Material for this exercise:
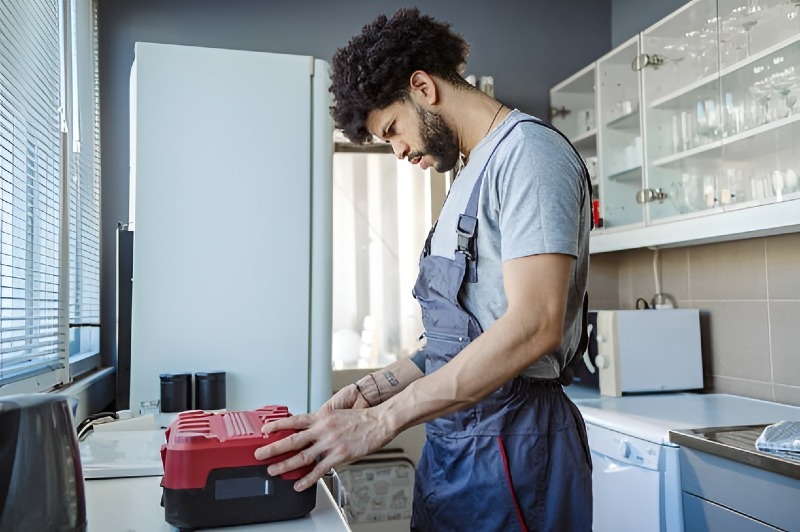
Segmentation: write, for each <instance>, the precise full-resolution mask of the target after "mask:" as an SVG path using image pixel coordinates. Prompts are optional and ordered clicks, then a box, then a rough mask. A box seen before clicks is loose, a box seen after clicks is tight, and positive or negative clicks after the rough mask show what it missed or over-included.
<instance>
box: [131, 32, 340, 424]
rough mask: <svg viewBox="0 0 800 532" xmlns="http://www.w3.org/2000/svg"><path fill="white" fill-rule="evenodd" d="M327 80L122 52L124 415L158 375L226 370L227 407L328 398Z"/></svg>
mask: <svg viewBox="0 0 800 532" xmlns="http://www.w3.org/2000/svg"><path fill="white" fill-rule="evenodd" d="M327 76H328V72H327V68H325V64H324V63H323V62H321V61H316V62H315V61H314V59H313V58H311V57H308V56H293V55H285V54H270V53H261V52H246V51H234V50H221V49H212V48H198V47H188V46H175V45H164V44H155V43H137V45H136V59H135V62H134V68H133V70H132V74H131V211H130V218H131V220H130V221H131V222H132V223H131V226H132V227H133V229H134V230H135V233H136V240H135V246H134V258H133V264H134V267H133V271H134V280H133V297H132V299H133V310H132V331H131V336H132V339H131V344H132V345H131V401H130V406H131V409H132V410H133V411H134V413H137V412H138V411H147V410H148V409H152V408H154V407H152V406H148V405H152V403H151V402H152V401H157V400H158V399H159V395H160V390H159V374H160V373H166V372H170V373H176V372H190V373H195V372H199V371H225V372H226V373H227V405H226V406H227V408H228V409H229V410H248V409H254V408H258V407H259V406H262V405H265V404H284V405H287V406H288V407H289V409H290V410H291V411H293V412H298V413H299V412H307V411H309V410H313V409H315V408H317V407H318V406H319V405H320V404H321V402H322V401H324V399H326V398H327V397H329V396H330V368H331V362H330V336H331V332H330V314H329V311H328V310H326V309H327V308H329V307H330V304H329V302H330V265H329V260H330V259H325V260H322V261H320V262H317V261H319V258H320V257H325V256H326V253H327V254H328V255H329V249H330V242H329V241H330V229H329V228H330V223H329V220H328V219H326V216H328V215H329V211H328V212H327V214H326V211H325V209H324V208H323V209H322V211H321V212H314V211H313V210H312V206H317V205H322V206H324V205H329V204H330V182H331V177H330V166H331V165H330V162H327V161H328V160H330V159H331V158H332V140H331V139H332V130H333V127H332V124H331V121H330V119H329V118H327V116H318V115H319V114H320V109H322V108H324V111H325V115H327V114H328V110H327V104H328V102H329V95H328V94H327V86H328V83H327ZM312 125H313V126H314V127H312ZM325 139H327V142H325ZM320 184H325V185H320ZM326 195H327V196H326ZM312 258H313V259H314V260H312ZM326 261H328V262H326ZM312 287H313V290H312ZM312 346H313V349H312ZM312 354H313V356H312ZM320 368H324V370H322V369H320ZM312 390H313V391H314V394H315V395H314V397H313V398H312V397H311V391H312Z"/></svg>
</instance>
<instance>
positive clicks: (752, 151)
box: [719, 0, 800, 209]
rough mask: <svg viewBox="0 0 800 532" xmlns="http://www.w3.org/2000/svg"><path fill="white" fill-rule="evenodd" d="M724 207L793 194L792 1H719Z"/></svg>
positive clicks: (799, 69)
mask: <svg viewBox="0 0 800 532" xmlns="http://www.w3.org/2000/svg"><path fill="white" fill-rule="evenodd" d="M719 28H720V34H719V35H720V61H721V66H722V71H721V73H720V74H721V75H720V95H721V99H722V106H723V107H722V111H723V112H722V129H721V133H722V137H723V143H722V144H723V146H722V167H721V169H720V173H719V201H720V203H721V204H722V205H723V207H725V208H726V209H735V208H737V207H738V206H740V205H754V204H761V203H770V202H775V201H785V200H788V199H797V198H798V197H800V183H799V182H798V174H800V102H798V100H799V99H800V2H796V1H794V0H719Z"/></svg>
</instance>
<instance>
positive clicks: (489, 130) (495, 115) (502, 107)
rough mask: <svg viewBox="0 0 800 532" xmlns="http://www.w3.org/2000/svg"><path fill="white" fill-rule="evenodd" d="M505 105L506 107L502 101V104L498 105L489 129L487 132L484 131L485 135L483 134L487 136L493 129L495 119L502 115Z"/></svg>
mask: <svg viewBox="0 0 800 532" xmlns="http://www.w3.org/2000/svg"><path fill="white" fill-rule="evenodd" d="M503 107H505V105H503V104H502V103H501V104H500V107H498V109H497V112H496V113H495V114H494V118H492V123H491V124H489V129H487V130H486V133H484V135H483V136H484V137H485V136H486V135H488V134H489V132H490V131H491V130H492V126H493V125H494V121H495V120H497V117H498V116H499V115H500V111H502V110H503Z"/></svg>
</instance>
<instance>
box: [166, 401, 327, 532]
mask: <svg viewBox="0 0 800 532" xmlns="http://www.w3.org/2000/svg"><path fill="white" fill-rule="evenodd" d="M289 415H290V414H289V410H288V409H287V408H286V407H285V406H264V407H262V408H259V409H258V410H254V411H244V412H222V413H210V412H203V411H199V410H192V411H188V412H182V413H181V414H179V415H178V417H177V418H176V419H175V421H173V422H172V424H170V426H169V428H168V429H167V432H166V438H167V443H166V445H163V446H162V447H161V461H162V462H163V464H164V478H163V479H162V481H161V486H162V487H163V489H164V492H163V496H162V506H164V514H165V519H166V521H167V522H168V523H170V524H171V525H173V526H175V527H178V528H188V529H192V528H205V527H216V526H230V525H244V524H251V523H264V522H267V521H279V520H284V519H295V518H298V517H303V516H304V515H307V514H308V513H309V512H310V511H311V510H313V509H314V506H315V505H316V502H317V487H316V485H314V486H312V487H311V488H309V489H307V490H305V491H303V492H300V493H298V492H296V491H295V490H294V488H293V486H294V483H295V482H296V481H297V480H299V479H300V478H302V477H304V476H305V475H306V474H308V473H309V472H310V471H311V469H312V468H313V467H312V466H306V467H304V468H301V469H297V470H294V471H290V472H289V473H285V474H283V475H280V476H276V477H273V476H270V474H269V473H267V466H268V465H269V464H272V463H275V462H280V461H281V460H284V459H286V458H288V457H290V456H292V455H293V454H296V453H287V454H283V455H279V456H276V457H274V458H271V459H269V460H263V461H262V460H256V458H255V456H254V452H255V450H256V449H258V448H259V447H262V446H264V445H267V444H269V443H272V442H275V441H278V440H281V439H283V438H285V437H287V436H290V435H291V434H294V433H295V432H297V431H295V430H281V431H276V432H273V433H270V434H269V435H264V434H263V433H262V432H261V427H263V426H264V424H265V423H269V422H270V421H272V420H275V419H279V418H284V417H288V416H289Z"/></svg>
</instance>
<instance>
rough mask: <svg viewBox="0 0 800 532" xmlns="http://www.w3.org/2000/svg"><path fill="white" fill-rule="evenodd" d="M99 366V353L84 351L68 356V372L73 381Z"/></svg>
mask: <svg viewBox="0 0 800 532" xmlns="http://www.w3.org/2000/svg"><path fill="white" fill-rule="evenodd" d="M99 367H100V353H99V352H91V351H89V352H86V353H80V354H77V355H74V356H71V357H70V358H69V374H70V375H72V379H73V382H75V381H77V380H79V379H80V378H81V377H82V376H83V375H84V374H86V373H89V372H90V371H93V370H95V369H97V368H99Z"/></svg>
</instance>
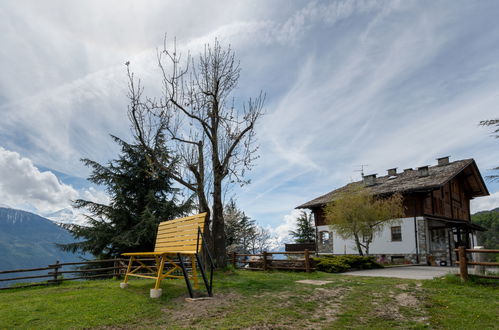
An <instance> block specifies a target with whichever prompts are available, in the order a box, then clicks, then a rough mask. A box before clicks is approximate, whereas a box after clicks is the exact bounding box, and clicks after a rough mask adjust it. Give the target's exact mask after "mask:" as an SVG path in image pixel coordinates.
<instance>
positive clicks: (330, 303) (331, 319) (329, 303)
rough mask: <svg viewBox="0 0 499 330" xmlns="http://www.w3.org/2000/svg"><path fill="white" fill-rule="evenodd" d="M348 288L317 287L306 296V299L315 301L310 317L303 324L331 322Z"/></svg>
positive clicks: (332, 320) (307, 325) (340, 305)
mask: <svg viewBox="0 0 499 330" xmlns="http://www.w3.org/2000/svg"><path fill="white" fill-rule="evenodd" d="M347 291H349V288H338V287H336V288H317V289H315V290H314V293H313V294H311V295H310V296H309V297H308V299H307V300H308V301H313V302H316V303H317V305H318V306H317V308H316V310H315V313H314V314H313V317H312V319H310V320H307V324H305V326H313V325H315V326H317V325H318V324H320V323H325V324H331V323H332V322H333V321H335V320H336V315H337V314H338V312H339V309H340V307H341V301H342V300H343V297H344V296H345V294H346V292H347Z"/></svg>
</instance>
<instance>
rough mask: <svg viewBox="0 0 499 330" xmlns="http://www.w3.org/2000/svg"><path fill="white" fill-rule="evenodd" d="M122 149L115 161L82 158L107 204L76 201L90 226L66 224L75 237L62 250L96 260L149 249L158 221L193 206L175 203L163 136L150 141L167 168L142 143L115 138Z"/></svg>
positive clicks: (93, 182) (188, 199) (174, 188)
mask: <svg viewBox="0 0 499 330" xmlns="http://www.w3.org/2000/svg"><path fill="white" fill-rule="evenodd" d="M112 138H113V140H114V141H115V142H116V143H118V144H119V145H120V147H121V154H120V156H119V158H118V159H116V160H113V161H111V162H109V164H108V165H107V166H103V165H101V164H99V163H97V162H95V161H92V160H90V159H83V160H82V161H83V162H84V163H85V165H86V166H88V167H90V168H91V169H92V173H91V175H90V177H89V178H88V179H89V180H90V181H91V182H93V183H95V184H98V185H104V186H106V191H107V193H108V194H109V196H110V197H111V202H110V204H109V205H104V204H99V203H96V202H92V201H87V200H83V199H78V200H76V201H75V202H74V206H75V207H76V208H79V209H86V210H88V211H89V213H90V215H86V218H87V222H88V224H86V225H76V224H69V225H65V228H66V229H68V230H69V231H70V232H71V234H72V235H73V236H74V237H75V238H76V239H77V242H76V243H71V244H63V245H60V247H61V248H62V249H63V250H65V251H71V252H76V251H80V252H90V253H92V254H93V255H94V256H95V257H97V258H99V259H108V258H114V257H118V256H119V255H120V254H121V253H124V252H135V251H153V250H154V244H155V239H156V231H157V227H158V223H159V222H161V221H165V220H169V219H175V218H178V217H181V216H183V215H185V214H186V213H187V212H189V211H190V210H191V208H192V203H191V200H190V199H188V200H187V201H185V202H182V203H181V202H179V198H178V197H179V192H178V190H177V189H176V188H174V187H173V185H172V181H171V179H170V174H169V171H170V170H171V169H172V168H173V166H174V165H175V162H174V160H173V159H171V158H170V157H169V155H168V152H167V150H166V149H165V147H164V139H163V136H162V135H157V136H155V137H154V139H153V141H152V142H151V144H152V148H151V149H150V150H148V152H151V150H153V152H154V153H155V154H156V157H159V158H161V159H163V160H164V162H165V163H168V164H169V166H168V167H165V166H162V167H161V168H154V167H153V166H152V165H151V164H152V162H151V161H150V160H149V158H148V154H147V153H146V151H145V148H144V147H143V145H141V144H139V143H137V144H129V143H127V142H125V141H123V140H121V139H120V138H118V137H115V136H112Z"/></svg>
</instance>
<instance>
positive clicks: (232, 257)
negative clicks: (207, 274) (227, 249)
mask: <svg viewBox="0 0 499 330" xmlns="http://www.w3.org/2000/svg"><path fill="white" fill-rule="evenodd" d="M232 267H234V269H236V268H237V264H236V252H232Z"/></svg>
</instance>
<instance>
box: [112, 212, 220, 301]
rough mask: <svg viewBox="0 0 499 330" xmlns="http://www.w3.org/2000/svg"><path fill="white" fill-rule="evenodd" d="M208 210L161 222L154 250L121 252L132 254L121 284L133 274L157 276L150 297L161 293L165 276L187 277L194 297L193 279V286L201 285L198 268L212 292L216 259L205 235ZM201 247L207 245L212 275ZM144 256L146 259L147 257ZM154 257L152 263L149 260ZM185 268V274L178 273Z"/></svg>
mask: <svg viewBox="0 0 499 330" xmlns="http://www.w3.org/2000/svg"><path fill="white" fill-rule="evenodd" d="M205 218H206V213H201V214H196V215H192V216H189V217H185V218H180V219H175V220H170V221H164V222H161V223H160V224H159V226H158V232H157V236H156V246H155V247H154V252H131V253H123V254H122V255H124V256H127V257H130V260H129V262H128V267H127V270H126V274H125V280H124V282H123V283H121V284H120V287H121V288H126V287H128V278H129V277H130V276H135V277H142V278H151V279H155V280H156V284H155V286H154V289H151V293H150V294H151V298H159V297H160V296H161V293H162V291H161V288H160V286H161V281H162V280H163V279H165V278H184V279H185V282H186V285H187V289H188V290H189V295H190V297H191V298H193V297H194V292H193V290H192V286H191V282H190V280H191V279H192V280H193V282H194V288H195V289H197V288H198V287H199V280H198V269H199V271H200V273H201V276H202V278H203V281H204V284H205V286H206V290H207V291H208V295H209V296H210V297H211V296H212V282H213V262H212V259H211V256H210V254H209V251H208V249H207V247H206V242H205V240H204V239H203V238H204V237H203V233H204V223H205ZM202 247H204V248H205V249H206V255H207V256H208V259H209V265H210V279H209V280H208V278H207V274H206V272H205V270H204V266H203V263H202V262H201V256H200V255H199V253H200V251H201V249H202ZM184 257H186V258H188V259H190V263H191V268H190V269H191V272H190V273H189V270H188V269H187V267H186V264H185V262H184V260H183V259H184ZM144 258H145V259H144ZM151 259H152V261H153V264H150V263H148V262H147V261H146V260H148V261H151ZM180 271H181V272H182V275H178V274H179V273H180Z"/></svg>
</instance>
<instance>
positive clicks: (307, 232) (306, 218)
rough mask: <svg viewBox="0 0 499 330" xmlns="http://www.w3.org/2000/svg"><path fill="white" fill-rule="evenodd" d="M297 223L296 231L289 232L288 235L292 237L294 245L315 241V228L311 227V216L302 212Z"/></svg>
mask: <svg viewBox="0 0 499 330" xmlns="http://www.w3.org/2000/svg"><path fill="white" fill-rule="evenodd" d="M296 221H297V229H296V231H294V230H291V231H290V232H289V233H290V234H291V236H293V237H294V239H295V243H308V242H314V241H315V228H314V225H313V219H312V214H309V215H307V213H306V212H305V211H302V212H301V214H300V216H299V217H298V219H296Z"/></svg>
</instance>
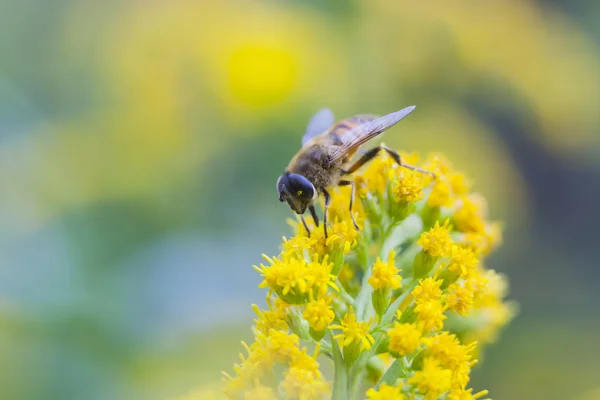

Exercise aim: Only exact lines belong in the answer: those from the beginning of the entries above through the line holding "box: [131, 32, 340, 424]", with no pictures.

Task output:
Segmentation: write, for each <instance>, the precise full-resolution mask of the target after "mask:" as an SVG path using image pixel coordinates. Prompts are optional and ordered clicks, then a box, then a rough mask. A box seen before clicks is loose, a box seen after clicks is tight, and positive or negative clicks after the rough mask show what it missed or over-included.
<instance>
box: [131, 32, 340, 424]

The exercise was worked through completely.